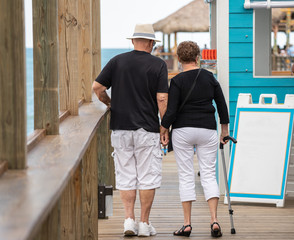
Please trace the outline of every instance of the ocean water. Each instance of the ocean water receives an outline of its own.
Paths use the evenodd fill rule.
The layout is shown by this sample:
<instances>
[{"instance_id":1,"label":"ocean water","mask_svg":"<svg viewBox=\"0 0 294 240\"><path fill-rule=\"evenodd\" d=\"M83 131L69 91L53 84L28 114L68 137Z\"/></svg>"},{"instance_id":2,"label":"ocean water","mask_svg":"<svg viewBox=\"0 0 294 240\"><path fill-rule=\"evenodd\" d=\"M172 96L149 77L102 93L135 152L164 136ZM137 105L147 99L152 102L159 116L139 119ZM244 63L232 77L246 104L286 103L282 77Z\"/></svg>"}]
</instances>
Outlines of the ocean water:
<instances>
[{"instance_id":1,"label":"ocean water","mask_svg":"<svg viewBox=\"0 0 294 240\"><path fill-rule=\"evenodd\" d=\"M103 48L101 49L101 68L117 54L128 52L126 48ZM26 77L27 77L27 134L34 131L34 69L33 69L33 49L26 49Z\"/></svg>"}]
</instances>

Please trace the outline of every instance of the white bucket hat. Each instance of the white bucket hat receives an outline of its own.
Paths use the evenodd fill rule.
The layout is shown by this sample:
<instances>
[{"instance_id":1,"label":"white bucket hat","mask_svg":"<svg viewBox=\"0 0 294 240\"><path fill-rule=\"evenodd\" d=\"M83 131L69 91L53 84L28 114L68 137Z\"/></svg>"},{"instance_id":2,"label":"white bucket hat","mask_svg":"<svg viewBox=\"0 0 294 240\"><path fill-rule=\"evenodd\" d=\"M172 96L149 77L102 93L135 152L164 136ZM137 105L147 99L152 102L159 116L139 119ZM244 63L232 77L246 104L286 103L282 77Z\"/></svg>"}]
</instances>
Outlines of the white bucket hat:
<instances>
[{"instance_id":1,"label":"white bucket hat","mask_svg":"<svg viewBox=\"0 0 294 240\"><path fill-rule=\"evenodd\" d=\"M135 26L135 31L132 37L128 37L127 39L134 38L145 38L154 40L155 42L161 42L160 40L155 38L155 33L153 30L152 24L137 24Z\"/></svg>"}]
</instances>

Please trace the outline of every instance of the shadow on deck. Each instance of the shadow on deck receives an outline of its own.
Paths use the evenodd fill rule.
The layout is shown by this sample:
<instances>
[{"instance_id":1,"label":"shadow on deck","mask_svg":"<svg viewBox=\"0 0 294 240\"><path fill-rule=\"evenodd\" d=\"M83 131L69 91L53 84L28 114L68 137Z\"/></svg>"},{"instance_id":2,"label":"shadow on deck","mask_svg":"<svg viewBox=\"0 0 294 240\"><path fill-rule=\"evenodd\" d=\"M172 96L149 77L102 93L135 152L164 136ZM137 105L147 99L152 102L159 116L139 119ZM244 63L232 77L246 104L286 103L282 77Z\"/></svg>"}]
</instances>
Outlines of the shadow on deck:
<instances>
[{"instance_id":1,"label":"shadow on deck","mask_svg":"<svg viewBox=\"0 0 294 240\"><path fill-rule=\"evenodd\" d=\"M198 171L195 161L195 172ZM192 207L193 231L190 239L212 239L210 236L210 215L204 199L200 178L196 174L197 201ZM218 219L223 237L221 239L294 239L294 199L286 199L284 208L268 204L233 203L236 234L230 233L228 206L220 199ZM139 219L139 199L136 201L136 217ZM113 216L98 221L99 239L124 239L124 210L119 192L114 191ZM157 235L144 239L181 239L174 237L173 231L183 225L182 207L178 193L178 175L174 154L163 158L162 186L156 192L150 220L157 230ZM130 239L129 237L126 239ZM141 239L133 237L132 239Z\"/></svg>"}]
</instances>

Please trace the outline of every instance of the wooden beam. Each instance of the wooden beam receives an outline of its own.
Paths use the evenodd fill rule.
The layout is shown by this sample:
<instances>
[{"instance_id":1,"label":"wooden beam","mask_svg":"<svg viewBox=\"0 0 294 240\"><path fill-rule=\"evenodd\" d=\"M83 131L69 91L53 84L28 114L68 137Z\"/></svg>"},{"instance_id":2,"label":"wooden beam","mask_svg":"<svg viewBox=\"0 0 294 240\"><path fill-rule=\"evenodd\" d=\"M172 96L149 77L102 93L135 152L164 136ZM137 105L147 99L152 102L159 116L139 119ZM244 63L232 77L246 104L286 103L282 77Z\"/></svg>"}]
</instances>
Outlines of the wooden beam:
<instances>
[{"instance_id":1,"label":"wooden beam","mask_svg":"<svg viewBox=\"0 0 294 240\"><path fill-rule=\"evenodd\" d=\"M98 183L115 187L114 163L111 153L113 148L109 130L110 111L101 117L98 126Z\"/></svg>"},{"instance_id":2,"label":"wooden beam","mask_svg":"<svg viewBox=\"0 0 294 240\"><path fill-rule=\"evenodd\" d=\"M59 240L60 234L60 201L57 201L34 240Z\"/></svg>"},{"instance_id":3,"label":"wooden beam","mask_svg":"<svg viewBox=\"0 0 294 240\"><path fill-rule=\"evenodd\" d=\"M101 72L100 0L92 0L92 82Z\"/></svg>"},{"instance_id":4,"label":"wooden beam","mask_svg":"<svg viewBox=\"0 0 294 240\"><path fill-rule=\"evenodd\" d=\"M0 161L26 167L26 76L23 1L0 0Z\"/></svg>"},{"instance_id":5,"label":"wooden beam","mask_svg":"<svg viewBox=\"0 0 294 240\"><path fill-rule=\"evenodd\" d=\"M36 129L27 138L27 151L31 151L44 137L46 136L45 129Z\"/></svg>"},{"instance_id":6,"label":"wooden beam","mask_svg":"<svg viewBox=\"0 0 294 240\"><path fill-rule=\"evenodd\" d=\"M97 133L83 159L83 239L98 239L98 161Z\"/></svg>"},{"instance_id":7,"label":"wooden beam","mask_svg":"<svg viewBox=\"0 0 294 240\"><path fill-rule=\"evenodd\" d=\"M58 0L33 0L34 128L59 133Z\"/></svg>"},{"instance_id":8,"label":"wooden beam","mask_svg":"<svg viewBox=\"0 0 294 240\"><path fill-rule=\"evenodd\" d=\"M168 49L168 52L171 52L171 47L170 47L170 34L167 35L167 49Z\"/></svg>"},{"instance_id":9,"label":"wooden beam","mask_svg":"<svg viewBox=\"0 0 294 240\"><path fill-rule=\"evenodd\" d=\"M61 196L61 240L82 239L82 164L76 169Z\"/></svg>"},{"instance_id":10,"label":"wooden beam","mask_svg":"<svg viewBox=\"0 0 294 240\"><path fill-rule=\"evenodd\" d=\"M97 160L96 160L97 161ZM6 170L8 169L8 164L6 161L0 161L0 177L3 173L6 172Z\"/></svg>"},{"instance_id":11,"label":"wooden beam","mask_svg":"<svg viewBox=\"0 0 294 240\"><path fill-rule=\"evenodd\" d=\"M85 102L92 101L92 0L78 0L79 84Z\"/></svg>"},{"instance_id":12,"label":"wooden beam","mask_svg":"<svg viewBox=\"0 0 294 240\"><path fill-rule=\"evenodd\" d=\"M60 111L78 115L78 1L59 0Z\"/></svg>"}]
</instances>

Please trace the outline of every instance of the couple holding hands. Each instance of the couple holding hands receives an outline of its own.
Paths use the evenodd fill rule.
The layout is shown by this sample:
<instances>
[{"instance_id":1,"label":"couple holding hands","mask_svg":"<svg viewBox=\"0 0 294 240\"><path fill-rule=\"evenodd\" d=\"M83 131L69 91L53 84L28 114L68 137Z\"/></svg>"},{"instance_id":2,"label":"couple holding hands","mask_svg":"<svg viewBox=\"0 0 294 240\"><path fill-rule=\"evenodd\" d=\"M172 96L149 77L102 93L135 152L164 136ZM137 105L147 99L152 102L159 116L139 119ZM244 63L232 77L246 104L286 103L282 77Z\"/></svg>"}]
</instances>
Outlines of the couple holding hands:
<instances>
[{"instance_id":1,"label":"couple holding hands","mask_svg":"<svg viewBox=\"0 0 294 240\"><path fill-rule=\"evenodd\" d=\"M124 205L124 235L152 236L155 228L149 215L155 189L161 185L160 144L169 142L178 166L179 193L183 207L183 226L173 234L189 237L191 208L196 200L193 167L194 146L200 180L207 200L213 237L221 237L217 219L219 187L215 164L218 148L215 108L221 123L220 141L229 135L229 115L225 98L213 74L198 68L200 49L195 42L179 44L177 56L183 72L168 86L166 63L151 55L157 40L151 24L137 24L131 39L134 50L112 58L93 83L100 101L111 109L111 142L114 148L116 188ZM111 87L111 99L106 90ZM159 116L161 125L159 125ZM137 189L140 221L135 220Z\"/></svg>"}]
</instances>

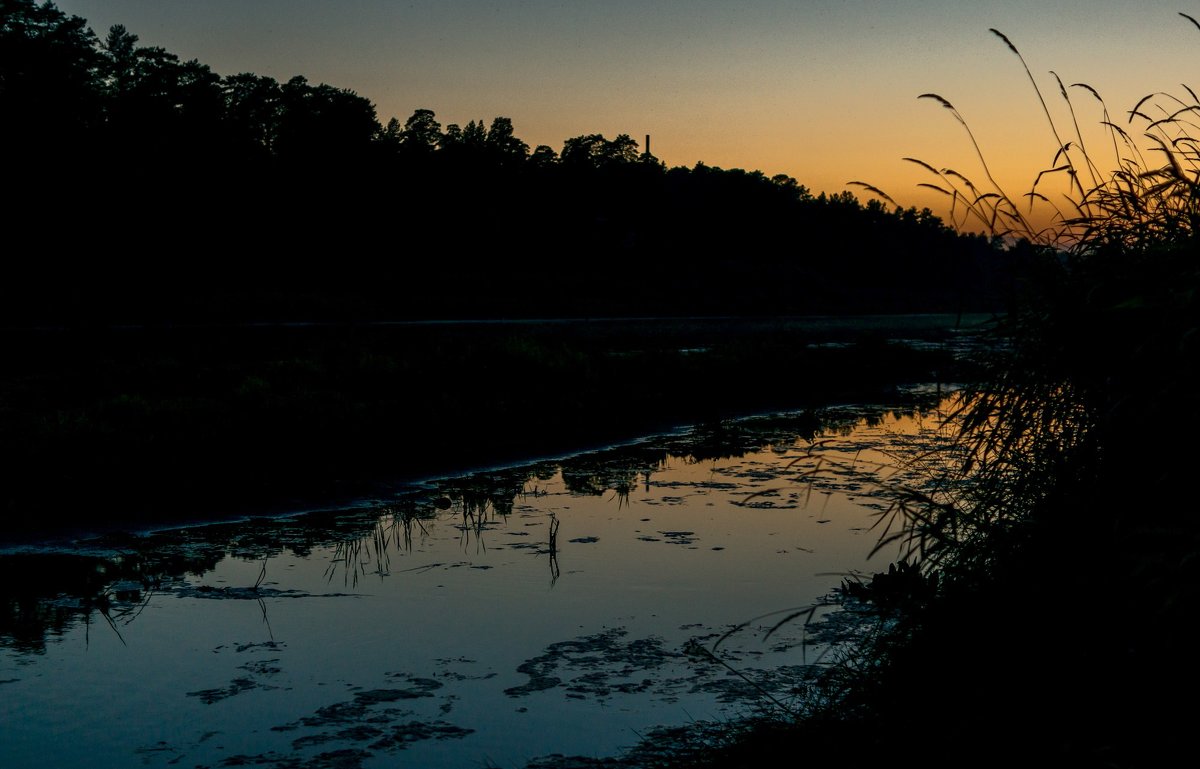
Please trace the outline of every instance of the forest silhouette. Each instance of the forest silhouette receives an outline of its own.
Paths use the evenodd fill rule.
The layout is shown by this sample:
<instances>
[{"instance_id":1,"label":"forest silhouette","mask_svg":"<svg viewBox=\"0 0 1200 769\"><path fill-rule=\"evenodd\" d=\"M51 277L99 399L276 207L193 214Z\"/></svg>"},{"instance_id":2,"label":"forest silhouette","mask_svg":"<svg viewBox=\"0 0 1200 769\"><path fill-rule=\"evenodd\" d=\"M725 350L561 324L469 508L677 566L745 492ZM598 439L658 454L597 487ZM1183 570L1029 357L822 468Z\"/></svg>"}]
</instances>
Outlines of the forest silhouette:
<instances>
[{"instance_id":1,"label":"forest silhouette","mask_svg":"<svg viewBox=\"0 0 1200 769\"><path fill-rule=\"evenodd\" d=\"M1008 261L928 209L668 168L621 134L381 123L123 26L0 3L9 324L992 310Z\"/></svg>"},{"instance_id":2,"label":"forest silhouette","mask_svg":"<svg viewBox=\"0 0 1200 769\"><path fill-rule=\"evenodd\" d=\"M383 125L350 91L220 77L120 27L100 41L50 4L0 9L6 527L270 509L293 503L283 489L321 499L434 471L414 457L575 450L731 405L867 400L952 365L882 336L833 346L727 319L720 335L645 323L586 345L565 324L172 321L989 310L1018 295L983 375L966 375L961 461L898 489L911 505L891 536L930 549L854 591L889 623L889 605L908 615L832 667L815 717L705 744L697 765L916 751L927 766L1145 767L1193 750L1179 705L1200 680L1196 457L1180 442L1200 421L1190 89L1161 95L1165 117L1159 94L1127 113L1182 129L1149 135L1162 156L1130 143L1111 176L1090 158L1052 169L1098 177L1063 225L1082 233L1070 248L1002 248L788 176L667 168L626 135L555 151L507 118L443 127L418 109ZM1129 139L1107 114L1114 144ZM973 203L1002 222L1015 205ZM93 324L108 325L77 328Z\"/></svg>"}]
</instances>

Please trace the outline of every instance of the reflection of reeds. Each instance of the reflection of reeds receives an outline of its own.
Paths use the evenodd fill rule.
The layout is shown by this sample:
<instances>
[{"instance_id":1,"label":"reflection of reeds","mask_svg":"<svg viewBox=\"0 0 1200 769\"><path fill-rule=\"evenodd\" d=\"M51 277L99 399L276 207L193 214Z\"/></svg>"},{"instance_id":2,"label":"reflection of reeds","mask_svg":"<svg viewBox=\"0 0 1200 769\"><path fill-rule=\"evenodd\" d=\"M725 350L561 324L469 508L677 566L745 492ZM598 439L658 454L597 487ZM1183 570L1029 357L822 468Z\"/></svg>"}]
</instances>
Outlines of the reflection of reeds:
<instances>
[{"instance_id":1,"label":"reflection of reeds","mask_svg":"<svg viewBox=\"0 0 1200 769\"><path fill-rule=\"evenodd\" d=\"M108 624L108 627L117 636L117 640L121 642L122 646L129 645L129 644L125 643L125 637L122 636L121 631L119 629L117 629L117 623L113 619L112 614L110 613L111 607L112 607L112 599L111 599L111 596L108 594L108 592L100 593L99 595L97 595L93 598L84 599L84 602L83 602L83 610L84 610L83 643L84 643L84 646L91 645L92 611L93 610L97 614L99 614L101 617L104 618L105 623Z\"/></svg>"},{"instance_id":2,"label":"reflection of reeds","mask_svg":"<svg viewBox=\"0 0 1200 769\"><path fill-rule=\"evenodd\" d=\"M403 538L402 541L404 543L404 552L406 553L411 553L413 549L412 535L414 524L418 529L421 530L422 536L429 534L429 532L425 530L425 524L421 522L421 519L413 510L405 510L395 513L392 516L392 526L399 527L401 537Z\"/></svg>"},{"instance_id":3,"label":"reflection of reeds","mask_svg":"<svg viewBox=\"0 0 1200 769\"><path fill-rule=\"evenodd\" d=\"M325 570L326 580L332 580L339 570L344 584L350 586L357 586L359 577L367 574L380 579L388 576L392 569L392 548L411 553L413 528L416 527L423 536L427 535L429 532L422 519L429 515L429 510L420 505L384 508L375 519L370 535L334 544L333 558Z\"/></svg>"},{"instance_id":4,"label":"reflection of reeds","mask_svg":"<svg viewBox=\"0 0 1200 769\"><path fill-rule=\"evenodd\" d=\"M958 396L952 396L936 409L917 412L913 416L922 425L915 436L893 435L887 444L877 447L883 460L868 460L862 456L858 441L844 442L834 437L808 441L803 450L786 464L792 473L790 481L804 490L803 504L812 504L812 494L823 496L822 510L834 490L847 480L861 484L856 496L866 496L886 503L875 513L874 528L878 530L875 546L868 557L885 548L899 547L897 557L902 563L922 563L929 568L938 564L938 548L949 547L945 537L933 531L908 525L912 510L924 505L949 509L960 504L968 482L958 472L957 461L962 450L955 441L954 415L961 408ZM926 425L926 422L929 422ZM878 427L878 420L867 420L866 426ZM838 430L842 437L852 432ZM777 494L770 488L747 494L737 504Z\"/></svg>"},{"instance_id":5,"label":"reflection of reeds","mask_svg":"<svg viewBox=\"0 0 1200 769\"><path fill-rule=\"evenodd\" d=\"M793 704L786 704L774 694L769 692L763 685L754 681L742 671L731 665L727 660L723 659L719 652L722 644L730 638L743 633L751 628L760 628L757 624L762 620L770 619L773 624L766 628L762 633L761 640L765 643L772 635L778 632L781 628L800 622L804 635L802 636L799 645L804 650L804 665L810 670L821 666L825 671L823 677L828 678L833 675L844 675L846 671L842 670L847 664L853 665L853 660L857 659L855 652L864 644L869 645L873 642L876 636L882 636L884 633L884 624L879 621L878 616L870 616L862 618L862 621L856 623L852 629L846 628L839 632L835 632L832 637L826 637L819 643L823 647L815 659L808 658L807 636L808 628L811 624L824 616L828 610L846 611L845 602L840 598L830 598L820 600L809 606L802 606L792 609L781 609L779 611L769 612L757 617L753 617L745 622L741 622L729 630L722 633L711 646L705 646L696 639L692 639L684 644L683 653L689 657L706 660L708 662L720 665L725 670L736 675L738 678L745 681L766 700L772 708L777 711L777 715L786 719L796 719L801 717L819 704L818 699L822 696L828 696L831 687L826 684L820 687L812 687L807 684L799 684L799 682L791 681L791 691L800 695ZM788 644L791 648L794 644ZM825 657L830 654L838 655L838 659L834 664L827 663Z\"/></svg>"},{"instance_id":6,"label":"reflection of reeds","mask_svg":"<svg viewBox=\"0 0 1200 769\"><path fill-rule=\"evenodd\" d=\"M463 500L462 523L458 527L459 544L462 546L463 552L469 548L472 535L475 538L475 552L487 552L487 542L483 539L483 532L491 522L488 512L493 509L491 501L488 499Z\"/></svg>"},{"instance_id":7,"label":"reflection of reeds","mask_svg":"<svg viewBox=\"0 0 1200 769\"><path fill-rule=\"evenodd\" d=\"M558 524L560 521L554 513L550 513L550 541L547 546L550 548L550 555L558 555Z\"/></svg>"},{"instance_id":8,"label":"reflection of reeds","mask_svg":"<svg viewBox=\"0 0 1200 769\"><path fill-rule=\"evenodd\" d=\"M558 516L550 513L550 534L549 541L546 544L547 552L550 555L550 587L554 587L554 583L558 581L558 525L560 521Z\"/></svg>"},{"instance_id":9,"label":"reflection of reeds","mask_svg":"<svg viewBox=\"0 0 1200 769\"><path fill-rule=\"evenodd\" d=\"M258 579L254 580L254 587L250 588L250 590L257 593L258 589L260 587L262 587L262 583L266 579L267 579L267 559L264 558L263 562L262 562L262 569L260 569L258 572Z\"/></svg>"},{"instance_id":10,"label":"reflection of reeds","mask_svg":"<svg viewBox=\"0 0 1200 769\"><path fill-rule=\"evenodd\" d=\"M325 580L333 581L334 575L339 571L342 572L342 584L346 586L358 586L358 558L362 552L363 541L361 539L342 540L333 546L333 558L329 561L329 566L325 568Z\"/></svg>"},{"instance_id":11,"label":"reflection of reeds","mask_svg":"<svg viewBox=\"0 0 1200 769\"><path fill-rule=\"evenodd\" d=\"M257 593L258 589L262 587L263 582L267 579L267 560L267 558L263 558L262 568L258 572L258 579L254 580L254 587L250 588L250 592L252 593ZM258 608L262 612L263 624L267 626L267 637L274 641L275 632L271 630L271 619L267 616L267 602L261 596L258 598Z\"/></svg>"}]
</instances>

# [EXERCISE DETAILS]
A single figure must be given: how many lines of the records above include the string "every".

# [RESPONSE BELOW]
7